### EXCERPTED TEXT ###

Words as The Unsaid

‘Words As’ is our regular guest posting. We invite creatives of all ilks to respond to the prompt ‘words as’. This month we welcome Marion Taffe to the page to share her thoughts.

Welcome Marion.

WORDS AS THE UNSAID

Close your eyes
Make a wish
Don’t touch the bottom
Don’t wish out loud

(Or it won’t come true)

We are taught from a young age that there is mysterious power in the unsaid. But, those teachers also say, be careful what you wish for.

For the architect, lines on a page become a wall, a window, a roof. For the writer, rows of lines and circles on a page become words, stories, intentions. They can transfix us for hours and some stay for a lifetime. “What can that be but magic?” author Ilka Tampke (Skin, Songwoman) said at the recent Historical Novel Society Conference in Sydney.

Few would argue that when a character takes hold and runs across the page via your fingertips: it is a kind of magic.

Yet, the architect’s magic is not in the building of walls but the creation of spaces. Likewise, I’m discovering, a writer’s magic is as much in the unwritten as the written. Call it subtext. Call it ‘between the lines”. Call it space.

In The Handmaid’s Tale, Margaret Atwood’s June describes her life with Luke:

We lived in the blank white spaces at the edges of print. It gave us more freedom. We lived in the gaps between the stories.

Indeed so much can be said in the unsaid: so much written with the unwritten.

It’s an invitation to the reader to unpack their own life, with all its colour and darkness.

So how do we do this?

If I figure it out, I’ll let you know.

But first, I was reminded recently of the power of unsaid words in a short dark chapter of my childhood.

So let me tell you a story…

THE POWER OF WISHES

I had wished to be a mermaid. I had wished to fit in. I had wished to be put in the front row of our ballet troupe with the pretty petite girls, instead of the back row where I always seemed to find myself (and where I felt most comfortable).

### LISTED RECORDS ###

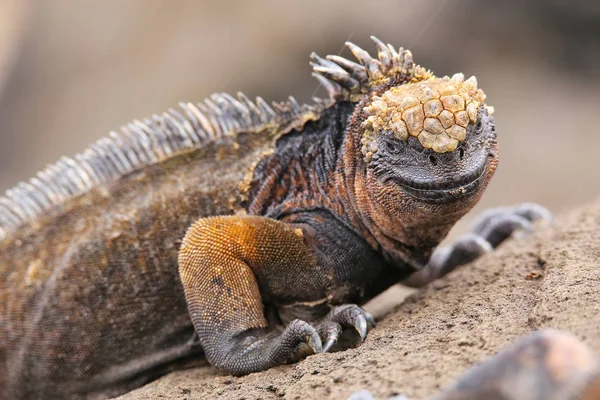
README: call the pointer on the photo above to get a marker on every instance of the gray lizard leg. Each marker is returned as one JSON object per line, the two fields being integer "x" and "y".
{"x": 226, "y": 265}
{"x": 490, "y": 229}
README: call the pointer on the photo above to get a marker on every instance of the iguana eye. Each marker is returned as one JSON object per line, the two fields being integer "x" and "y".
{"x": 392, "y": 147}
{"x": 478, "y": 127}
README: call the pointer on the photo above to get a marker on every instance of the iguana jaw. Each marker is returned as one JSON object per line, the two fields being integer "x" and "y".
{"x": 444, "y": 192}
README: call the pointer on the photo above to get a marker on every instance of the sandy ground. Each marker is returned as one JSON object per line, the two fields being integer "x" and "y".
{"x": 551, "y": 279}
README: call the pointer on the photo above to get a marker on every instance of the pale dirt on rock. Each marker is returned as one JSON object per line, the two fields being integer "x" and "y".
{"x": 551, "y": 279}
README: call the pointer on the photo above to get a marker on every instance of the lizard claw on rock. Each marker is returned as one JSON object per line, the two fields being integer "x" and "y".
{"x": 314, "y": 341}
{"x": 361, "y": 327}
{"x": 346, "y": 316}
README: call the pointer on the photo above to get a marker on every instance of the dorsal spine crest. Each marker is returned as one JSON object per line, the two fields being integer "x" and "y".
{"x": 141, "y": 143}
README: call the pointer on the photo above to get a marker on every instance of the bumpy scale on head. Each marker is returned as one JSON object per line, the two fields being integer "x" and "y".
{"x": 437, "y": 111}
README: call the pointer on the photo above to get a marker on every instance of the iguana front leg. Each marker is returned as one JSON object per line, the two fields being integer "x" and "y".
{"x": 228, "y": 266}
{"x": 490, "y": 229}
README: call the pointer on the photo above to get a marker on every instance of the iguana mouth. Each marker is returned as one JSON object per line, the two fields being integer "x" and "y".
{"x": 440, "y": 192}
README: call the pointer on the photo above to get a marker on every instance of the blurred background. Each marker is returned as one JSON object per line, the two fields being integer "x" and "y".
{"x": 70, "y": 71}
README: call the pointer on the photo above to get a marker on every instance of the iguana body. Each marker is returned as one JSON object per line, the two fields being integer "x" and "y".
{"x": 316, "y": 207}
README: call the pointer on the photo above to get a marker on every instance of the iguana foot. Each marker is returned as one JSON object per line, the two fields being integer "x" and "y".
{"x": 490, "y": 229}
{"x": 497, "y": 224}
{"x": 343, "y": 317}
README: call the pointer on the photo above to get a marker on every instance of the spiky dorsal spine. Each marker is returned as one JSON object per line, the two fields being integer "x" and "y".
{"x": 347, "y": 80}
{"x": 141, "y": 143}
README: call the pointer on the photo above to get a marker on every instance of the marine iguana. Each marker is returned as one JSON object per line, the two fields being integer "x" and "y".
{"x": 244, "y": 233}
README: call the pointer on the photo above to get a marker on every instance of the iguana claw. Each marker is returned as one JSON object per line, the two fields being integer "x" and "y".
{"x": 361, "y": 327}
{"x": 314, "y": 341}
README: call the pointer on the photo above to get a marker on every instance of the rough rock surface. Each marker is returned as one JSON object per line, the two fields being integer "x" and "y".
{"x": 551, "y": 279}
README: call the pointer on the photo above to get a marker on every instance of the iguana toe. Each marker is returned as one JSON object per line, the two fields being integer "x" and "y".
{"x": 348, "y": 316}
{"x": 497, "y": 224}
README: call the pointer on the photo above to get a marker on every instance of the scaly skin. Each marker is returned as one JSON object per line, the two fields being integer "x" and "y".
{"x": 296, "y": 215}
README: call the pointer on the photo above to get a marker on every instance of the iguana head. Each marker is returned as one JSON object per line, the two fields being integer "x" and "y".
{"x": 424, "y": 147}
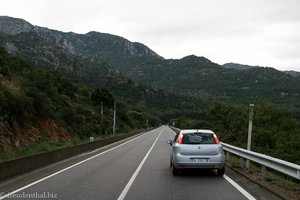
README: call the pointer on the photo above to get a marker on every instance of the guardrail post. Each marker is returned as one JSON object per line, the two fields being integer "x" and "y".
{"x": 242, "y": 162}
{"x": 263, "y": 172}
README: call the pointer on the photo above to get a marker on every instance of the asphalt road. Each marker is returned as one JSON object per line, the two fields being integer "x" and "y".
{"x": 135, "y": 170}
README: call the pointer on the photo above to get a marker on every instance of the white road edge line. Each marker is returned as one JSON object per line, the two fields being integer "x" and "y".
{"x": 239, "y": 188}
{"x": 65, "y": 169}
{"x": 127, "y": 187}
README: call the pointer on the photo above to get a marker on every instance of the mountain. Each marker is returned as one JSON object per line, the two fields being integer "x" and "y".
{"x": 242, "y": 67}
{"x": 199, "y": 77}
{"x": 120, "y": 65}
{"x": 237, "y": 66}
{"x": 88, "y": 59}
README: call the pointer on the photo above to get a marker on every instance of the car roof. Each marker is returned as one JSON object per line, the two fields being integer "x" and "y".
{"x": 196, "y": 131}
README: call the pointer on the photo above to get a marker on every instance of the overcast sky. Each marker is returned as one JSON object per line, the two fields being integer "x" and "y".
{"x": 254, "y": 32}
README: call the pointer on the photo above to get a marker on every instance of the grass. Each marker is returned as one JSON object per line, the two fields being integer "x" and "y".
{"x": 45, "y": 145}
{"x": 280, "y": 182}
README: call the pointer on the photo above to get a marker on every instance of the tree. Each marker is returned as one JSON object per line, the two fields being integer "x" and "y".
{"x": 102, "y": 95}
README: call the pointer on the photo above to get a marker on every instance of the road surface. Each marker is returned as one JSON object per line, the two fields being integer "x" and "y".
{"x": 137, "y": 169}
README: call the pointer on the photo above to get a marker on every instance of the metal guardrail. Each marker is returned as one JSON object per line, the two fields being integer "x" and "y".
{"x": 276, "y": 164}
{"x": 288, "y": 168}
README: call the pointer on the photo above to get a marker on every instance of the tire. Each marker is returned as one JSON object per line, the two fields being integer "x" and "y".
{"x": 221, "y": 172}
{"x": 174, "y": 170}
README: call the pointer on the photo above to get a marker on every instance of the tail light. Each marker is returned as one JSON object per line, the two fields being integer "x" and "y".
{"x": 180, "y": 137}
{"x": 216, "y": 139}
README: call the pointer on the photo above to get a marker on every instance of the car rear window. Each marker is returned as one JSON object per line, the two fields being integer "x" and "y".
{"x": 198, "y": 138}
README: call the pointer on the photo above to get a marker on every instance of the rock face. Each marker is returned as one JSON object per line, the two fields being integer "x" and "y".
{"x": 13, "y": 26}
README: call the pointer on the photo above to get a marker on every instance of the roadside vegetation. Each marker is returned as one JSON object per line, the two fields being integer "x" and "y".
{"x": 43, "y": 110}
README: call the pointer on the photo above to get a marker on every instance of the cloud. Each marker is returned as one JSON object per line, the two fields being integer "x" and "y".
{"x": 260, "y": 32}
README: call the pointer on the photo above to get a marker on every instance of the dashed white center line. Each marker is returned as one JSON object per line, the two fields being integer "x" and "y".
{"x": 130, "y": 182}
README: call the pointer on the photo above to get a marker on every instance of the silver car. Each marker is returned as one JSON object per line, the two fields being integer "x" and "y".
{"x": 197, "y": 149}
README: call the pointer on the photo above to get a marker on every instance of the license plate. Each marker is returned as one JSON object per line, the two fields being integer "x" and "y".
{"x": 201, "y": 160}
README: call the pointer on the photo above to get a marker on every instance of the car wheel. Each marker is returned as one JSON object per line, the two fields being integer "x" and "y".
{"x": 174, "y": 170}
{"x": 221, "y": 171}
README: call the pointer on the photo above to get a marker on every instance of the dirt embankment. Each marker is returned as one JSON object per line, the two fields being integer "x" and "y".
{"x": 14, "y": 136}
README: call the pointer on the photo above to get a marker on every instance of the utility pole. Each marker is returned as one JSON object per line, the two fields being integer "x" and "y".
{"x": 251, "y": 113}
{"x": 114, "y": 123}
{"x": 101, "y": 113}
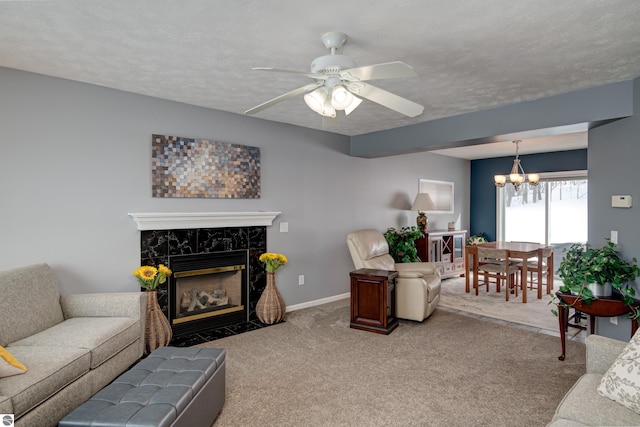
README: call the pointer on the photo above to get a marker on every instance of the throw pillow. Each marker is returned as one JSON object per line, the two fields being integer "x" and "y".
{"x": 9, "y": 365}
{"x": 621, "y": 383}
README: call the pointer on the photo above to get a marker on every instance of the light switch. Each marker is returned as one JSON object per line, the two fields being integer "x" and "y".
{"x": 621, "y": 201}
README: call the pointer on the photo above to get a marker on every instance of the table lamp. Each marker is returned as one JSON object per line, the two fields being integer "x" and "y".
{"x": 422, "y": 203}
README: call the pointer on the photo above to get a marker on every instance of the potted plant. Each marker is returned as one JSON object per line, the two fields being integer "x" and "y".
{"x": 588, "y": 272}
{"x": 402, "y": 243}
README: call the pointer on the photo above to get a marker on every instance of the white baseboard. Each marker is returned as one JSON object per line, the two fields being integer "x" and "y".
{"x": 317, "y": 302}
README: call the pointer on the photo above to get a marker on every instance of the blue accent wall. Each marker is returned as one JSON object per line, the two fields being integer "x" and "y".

###

▶ **TASK SET**:
- a) According to the guest post, in which city was the recent Historical Novel Society Conference held?
- b) Return the guest post's text exactly, everything from "So let me tell" down to "felt most comfortable).".
- c) Under the heading "THE POWER OF WISHES" in the guest post, list every wish the writer says they had.

▶ **RESULTS IN ORDER**:
- a) Sydney

- b)
So let me tell you a story…

THE POWER OF WISHES

I had wished to be a mermaid. I had wished to fit in. I had wished to be put in the front row of our ballet troupe with the pretty petite girls, instead of the back row where I always seemed to find myself (and where I felt most comfortable).

- c)
- To be a mermaid
- To fit in
- To be put in the front row of the ballet troupe with the pretty petite girls